BEGIN SUPPLIED RECORDS

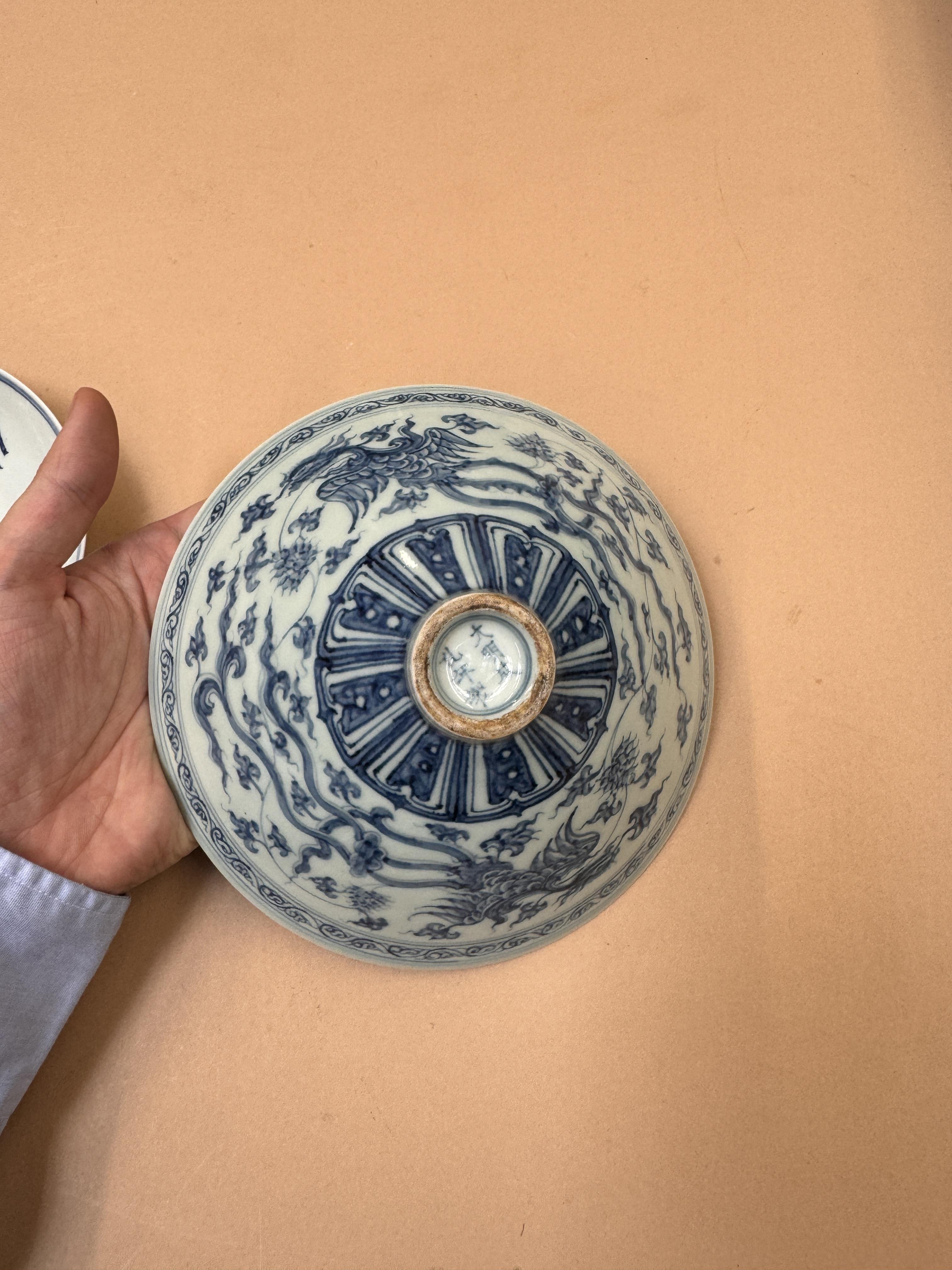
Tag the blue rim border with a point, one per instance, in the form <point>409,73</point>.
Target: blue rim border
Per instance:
<point>172,745</point>
<point>48,417</point>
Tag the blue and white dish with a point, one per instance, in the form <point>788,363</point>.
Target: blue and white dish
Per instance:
<point>331,790</point>
<point>27,431</point>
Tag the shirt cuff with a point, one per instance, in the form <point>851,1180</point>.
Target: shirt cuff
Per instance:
<point>54,934</point>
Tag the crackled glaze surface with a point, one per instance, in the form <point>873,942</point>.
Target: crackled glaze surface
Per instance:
<point>280,695</point>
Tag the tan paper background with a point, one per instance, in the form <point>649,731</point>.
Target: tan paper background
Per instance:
<point>719,235</point>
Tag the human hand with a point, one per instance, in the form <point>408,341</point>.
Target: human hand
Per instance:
<point>82,789</point>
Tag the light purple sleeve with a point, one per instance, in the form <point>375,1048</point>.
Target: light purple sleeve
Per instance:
<point>54,934</point>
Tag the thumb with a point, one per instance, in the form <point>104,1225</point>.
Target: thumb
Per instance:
<point>48,523</point>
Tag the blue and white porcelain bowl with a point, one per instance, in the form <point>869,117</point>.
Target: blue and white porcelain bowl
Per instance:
<point>432,676</point>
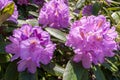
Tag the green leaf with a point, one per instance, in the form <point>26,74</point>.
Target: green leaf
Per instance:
<point>80,3</point>
<point>111,66</point>
<point>73,71</point>
<point>56,33</point>
<point>98,73</point>
<point>53,69</point>
<point>11,72</point>
<point>4,58</point>
<point>33,22</point>
<point>96,8</point>
<point>6,12</point>
<point>116,16</point>
<point>85,75</point>
<point>2,44</point>
<point>21,22</point>
<point>27,76</point>
<point>34,13</point>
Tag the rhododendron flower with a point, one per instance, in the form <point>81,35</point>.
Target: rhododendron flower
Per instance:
<point>32,45</point>
<point>21,2</point>
<point>92,40</point>
<point>4,3</point>
<point>87,10</point>
<point>39,2</point>
<point>54,14</point>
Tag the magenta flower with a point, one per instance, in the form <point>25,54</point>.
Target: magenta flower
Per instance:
<point>92,40</point>
<point>21,2</point>
<point>39,2</point>
<point>4,3</point>
<point>32,45</point>
<point>87,10</point>
<point>55,14</point>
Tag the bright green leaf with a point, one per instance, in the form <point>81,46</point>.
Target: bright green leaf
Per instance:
<point>54,69</point>
<point>96,8</point>
<point>56,33</point>
<point>27,76</point>
<point>6,12</point>
<point>98,73</point>
<point>80,3</point>
<point>73,71</point>
<point>11,72</point>
<point>116,16</point>
<point>4,58</point>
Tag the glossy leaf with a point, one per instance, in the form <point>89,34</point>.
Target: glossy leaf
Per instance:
<point>56,33</point>
<point>73,71</point>
<point>96,8</point>
<point>80,3</point>
<point>4,58</point>
<point>27,76</point>
<point>98,73</point>
<point>116,16</point>
<point>53,69</point>
<point>6,12</point>
<point>11,72</point>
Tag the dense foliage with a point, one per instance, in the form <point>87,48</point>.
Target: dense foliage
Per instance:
<point>59,40</point>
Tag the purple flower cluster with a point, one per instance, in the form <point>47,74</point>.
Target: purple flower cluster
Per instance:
<point>4,3</point>
<point>21,2</point>
<point>87,10</point>
<point>92,40</point>
<point>39,2</point>
<point>55,14</point>
<point>32,46</point>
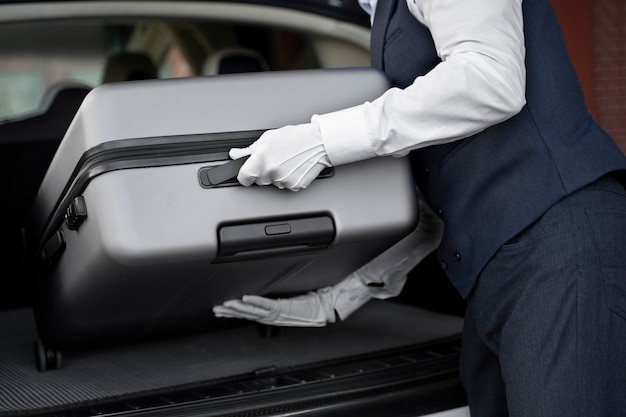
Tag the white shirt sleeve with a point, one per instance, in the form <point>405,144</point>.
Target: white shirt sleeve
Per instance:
<point>480,82</point>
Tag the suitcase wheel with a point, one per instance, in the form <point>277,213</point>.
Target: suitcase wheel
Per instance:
<point>47,359</point>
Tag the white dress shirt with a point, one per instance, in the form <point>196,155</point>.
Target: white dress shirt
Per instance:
<point>480,82</point>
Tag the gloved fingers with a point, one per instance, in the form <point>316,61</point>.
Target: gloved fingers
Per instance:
<point>302,176</point>
<point>285,157</point>
<point>225,312</point>
<point>259,302</point>
<point>250,311</point>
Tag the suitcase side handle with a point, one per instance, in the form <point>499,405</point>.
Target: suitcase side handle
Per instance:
<point>226,174</point>
<point>276,237</point>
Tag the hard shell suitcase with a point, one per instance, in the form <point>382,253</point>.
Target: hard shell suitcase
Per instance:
<point>135,239</point>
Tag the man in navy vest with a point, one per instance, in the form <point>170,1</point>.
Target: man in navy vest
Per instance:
<point>530,189</point>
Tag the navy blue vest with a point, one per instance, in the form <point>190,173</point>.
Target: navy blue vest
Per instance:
<point>489,187</point>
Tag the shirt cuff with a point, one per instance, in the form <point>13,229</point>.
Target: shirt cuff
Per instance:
<point>344,134</point>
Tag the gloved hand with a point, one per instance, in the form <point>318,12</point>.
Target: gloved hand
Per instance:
<point>309,310</point>
<point>383,277</point>
<point>289,157</point>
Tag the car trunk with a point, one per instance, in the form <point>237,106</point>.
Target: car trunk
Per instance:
<point>388,354</point>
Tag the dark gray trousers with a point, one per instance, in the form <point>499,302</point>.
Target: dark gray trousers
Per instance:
<point>545,329</point>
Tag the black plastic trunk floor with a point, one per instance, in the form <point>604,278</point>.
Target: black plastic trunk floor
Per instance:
<point>108,373</point>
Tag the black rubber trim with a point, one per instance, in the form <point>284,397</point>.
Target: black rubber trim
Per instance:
<point>142,153</point>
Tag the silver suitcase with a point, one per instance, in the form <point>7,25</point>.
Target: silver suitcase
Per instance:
<point>134,240</point>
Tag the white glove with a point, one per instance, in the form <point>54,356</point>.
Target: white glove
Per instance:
<point>309,310</point>
<point>383,277</point>
<point>289,157</point>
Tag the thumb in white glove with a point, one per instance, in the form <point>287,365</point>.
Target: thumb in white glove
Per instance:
<point>289,157</point>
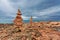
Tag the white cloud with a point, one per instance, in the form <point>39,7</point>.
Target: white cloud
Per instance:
<point>50,10</point>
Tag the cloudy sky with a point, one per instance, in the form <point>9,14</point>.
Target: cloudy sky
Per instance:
<point>39,9</point>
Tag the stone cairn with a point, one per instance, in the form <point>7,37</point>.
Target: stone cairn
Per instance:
<point>18,22</point>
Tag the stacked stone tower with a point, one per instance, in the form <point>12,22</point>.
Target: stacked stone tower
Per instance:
<point>18,22</point>
<point>31,21</point>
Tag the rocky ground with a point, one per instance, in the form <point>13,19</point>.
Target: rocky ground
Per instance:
<point>29,33</point>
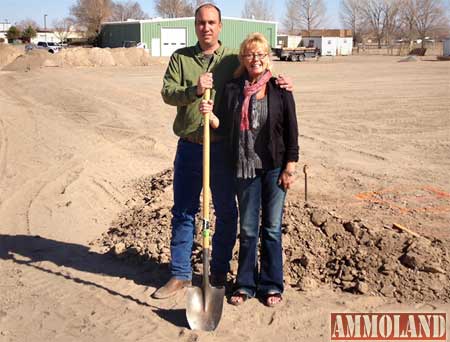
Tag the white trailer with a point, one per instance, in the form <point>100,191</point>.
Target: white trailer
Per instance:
<point>328,45</point>
<point>447,47</point>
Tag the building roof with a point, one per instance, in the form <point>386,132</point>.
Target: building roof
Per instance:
<point>342,33</point>
<point>156,20</point>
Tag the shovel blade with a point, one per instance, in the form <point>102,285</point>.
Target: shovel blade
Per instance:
<point>204,307</point>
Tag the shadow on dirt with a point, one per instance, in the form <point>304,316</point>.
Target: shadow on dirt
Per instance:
<point>31,250</point>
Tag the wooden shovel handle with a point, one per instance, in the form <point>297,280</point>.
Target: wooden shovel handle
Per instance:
<point>206,154</point>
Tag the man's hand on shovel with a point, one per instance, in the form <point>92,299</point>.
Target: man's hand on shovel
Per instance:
<point>205,107</point>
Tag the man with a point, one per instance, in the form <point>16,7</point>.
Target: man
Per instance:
<point>189,73</point>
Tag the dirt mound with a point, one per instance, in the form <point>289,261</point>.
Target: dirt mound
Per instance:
<point>8,53</point>
<point>319,248</point>
<point>79,57</point>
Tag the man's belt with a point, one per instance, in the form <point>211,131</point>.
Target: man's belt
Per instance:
<point>198,139</point>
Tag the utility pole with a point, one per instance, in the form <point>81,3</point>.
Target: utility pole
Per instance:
<point>45,27</point>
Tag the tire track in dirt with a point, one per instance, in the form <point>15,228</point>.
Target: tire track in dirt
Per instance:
<point>122,317</point>
<point>3,150</point>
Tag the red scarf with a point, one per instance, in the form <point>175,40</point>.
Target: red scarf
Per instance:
<point>250,90</point>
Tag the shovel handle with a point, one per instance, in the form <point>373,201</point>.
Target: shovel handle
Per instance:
<point>206,162</point>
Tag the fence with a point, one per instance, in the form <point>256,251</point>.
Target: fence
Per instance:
<point>398,49</point>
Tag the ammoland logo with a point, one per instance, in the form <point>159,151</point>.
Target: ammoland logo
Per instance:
<point>388,327</point>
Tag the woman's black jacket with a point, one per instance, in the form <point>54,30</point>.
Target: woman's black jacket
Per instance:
<point>282,121</point>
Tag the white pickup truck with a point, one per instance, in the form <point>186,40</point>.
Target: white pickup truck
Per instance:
<point>50,46</point>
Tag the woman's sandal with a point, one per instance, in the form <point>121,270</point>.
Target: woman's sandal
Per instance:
<point>238,298</point>
<point>273,299</point>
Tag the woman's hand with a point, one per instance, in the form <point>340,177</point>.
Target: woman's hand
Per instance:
<point>287,177</point>
<point>285,82</point>
<point>206,107</point>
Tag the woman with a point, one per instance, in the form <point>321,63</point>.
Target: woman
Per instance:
<point>261,121</point>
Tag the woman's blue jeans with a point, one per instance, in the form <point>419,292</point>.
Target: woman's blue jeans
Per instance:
<point>187,185</point>
<point>261,192</point>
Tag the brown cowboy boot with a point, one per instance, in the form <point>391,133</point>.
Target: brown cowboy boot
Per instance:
<point>171,288</point>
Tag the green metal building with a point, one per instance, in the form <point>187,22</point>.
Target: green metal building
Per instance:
<point>164,36</point>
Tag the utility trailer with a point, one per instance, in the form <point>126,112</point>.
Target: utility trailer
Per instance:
<point>298,54</point>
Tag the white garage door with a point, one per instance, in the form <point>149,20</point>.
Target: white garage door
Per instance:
<point>172,39</point>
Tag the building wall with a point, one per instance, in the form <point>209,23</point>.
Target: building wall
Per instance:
<point>447,47</point>
<point>233,32</point>
<point>113,35</point>
<point>45,37</point>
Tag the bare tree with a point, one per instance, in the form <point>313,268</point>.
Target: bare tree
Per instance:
<point>91,14</point>
<point>430,17</point>
<point>22,25</point>
<point>311,14</point>
<point>121,11</point>
<point>174,8</point>
<point>291,21</point>
<point>352,17</point>
<point>62,28</point>
<point>380,17</point>
<point>257,9</point>
<point>407,17</point>
<point>391,19</point>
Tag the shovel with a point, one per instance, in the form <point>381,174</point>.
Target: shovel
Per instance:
<point>205,304</point>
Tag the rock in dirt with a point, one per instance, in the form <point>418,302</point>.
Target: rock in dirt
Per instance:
<point>319,217</point>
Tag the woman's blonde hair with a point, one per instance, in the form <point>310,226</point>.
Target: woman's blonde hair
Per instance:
<point>253,39</point>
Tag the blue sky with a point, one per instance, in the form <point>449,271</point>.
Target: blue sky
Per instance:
<point>15,11</point>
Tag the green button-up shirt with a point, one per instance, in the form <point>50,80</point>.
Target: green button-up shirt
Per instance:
<point>180,85</point>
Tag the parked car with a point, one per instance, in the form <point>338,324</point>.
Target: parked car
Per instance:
<point>132,43</point>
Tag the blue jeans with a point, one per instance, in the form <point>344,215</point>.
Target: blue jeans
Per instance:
<point>261,192</point>
<point>187,185</point>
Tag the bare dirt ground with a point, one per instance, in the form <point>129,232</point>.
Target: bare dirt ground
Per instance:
<point>75,143</point>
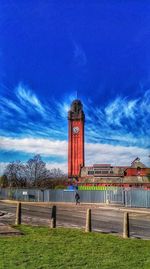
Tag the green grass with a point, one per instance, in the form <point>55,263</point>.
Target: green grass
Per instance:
<point>44,248</point>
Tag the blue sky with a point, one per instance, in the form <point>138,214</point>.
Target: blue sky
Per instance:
<point>49,50</point>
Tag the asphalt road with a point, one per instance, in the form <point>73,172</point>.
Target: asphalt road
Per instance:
<point>103,219</point>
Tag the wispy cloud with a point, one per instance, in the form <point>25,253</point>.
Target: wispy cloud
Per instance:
<point>35,146</point>
<point>37,126</point>
<point>25,95</point>
<point>123,121</point>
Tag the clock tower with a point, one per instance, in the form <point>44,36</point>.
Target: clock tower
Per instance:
<point>76,120</point>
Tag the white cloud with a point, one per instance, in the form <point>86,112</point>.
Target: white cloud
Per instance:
<point>34,145</point>
<point>94,153</point>
<point>63,166</point>
<point>25,95</point>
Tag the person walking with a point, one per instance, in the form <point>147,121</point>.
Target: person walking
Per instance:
<point>77,198</point>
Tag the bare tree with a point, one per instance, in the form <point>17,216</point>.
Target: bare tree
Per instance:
<point>15,173</point>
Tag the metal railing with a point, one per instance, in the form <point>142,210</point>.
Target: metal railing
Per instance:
<point>120,196</point>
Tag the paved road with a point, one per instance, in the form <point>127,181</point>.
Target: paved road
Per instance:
<point>103,219</point>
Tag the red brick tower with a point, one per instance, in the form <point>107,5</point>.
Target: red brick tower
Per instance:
<point>76,139</point>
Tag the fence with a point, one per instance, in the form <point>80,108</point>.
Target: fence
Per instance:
<point>125,197</point>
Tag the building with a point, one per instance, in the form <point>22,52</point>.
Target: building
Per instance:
<point>103,174</point>
<point>76,120</point>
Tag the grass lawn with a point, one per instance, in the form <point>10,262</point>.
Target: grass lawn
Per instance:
<point>44,248</point>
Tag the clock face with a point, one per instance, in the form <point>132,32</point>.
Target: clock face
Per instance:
<point>76,130</point>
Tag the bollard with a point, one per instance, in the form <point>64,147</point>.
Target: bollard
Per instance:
<point>53,217</point>
<point>88,227</point>
<point>18,214</point>
<point>126,225</point>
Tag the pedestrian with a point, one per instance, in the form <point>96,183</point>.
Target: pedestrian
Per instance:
<point>77,198</point>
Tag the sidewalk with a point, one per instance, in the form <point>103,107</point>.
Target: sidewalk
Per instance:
<point>84,205</point>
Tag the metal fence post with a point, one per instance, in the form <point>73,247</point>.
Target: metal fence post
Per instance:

END SUPPLIED RECORDS

SET TASK — Please express everything from the line containing "Tag the shovel handle" down to the line containing "<point>388,327</point>" as a two-column CSV with the columns request and answer, one line per row, putting each row's text and its answer in a single quoted field apiece and turning line breaks into spaces.

SOLUTION TO THE EXERCISE —
request,answer
"Tag the shovel handle with a point, one per instance, in the form <point>373,201</point>. Target: shovel handle Per instance:","<point>206,162</point>"
"Tag the fence with a point, one per instance, in the form <point>256,251</point>. Target: fence Per instance:","<point>398,49</point>"
"Tag the ammoland logo with a point, one per instance, in the form <point>159,151</point>. Target: ammoland logo Per instance:","<point>388,327</point>"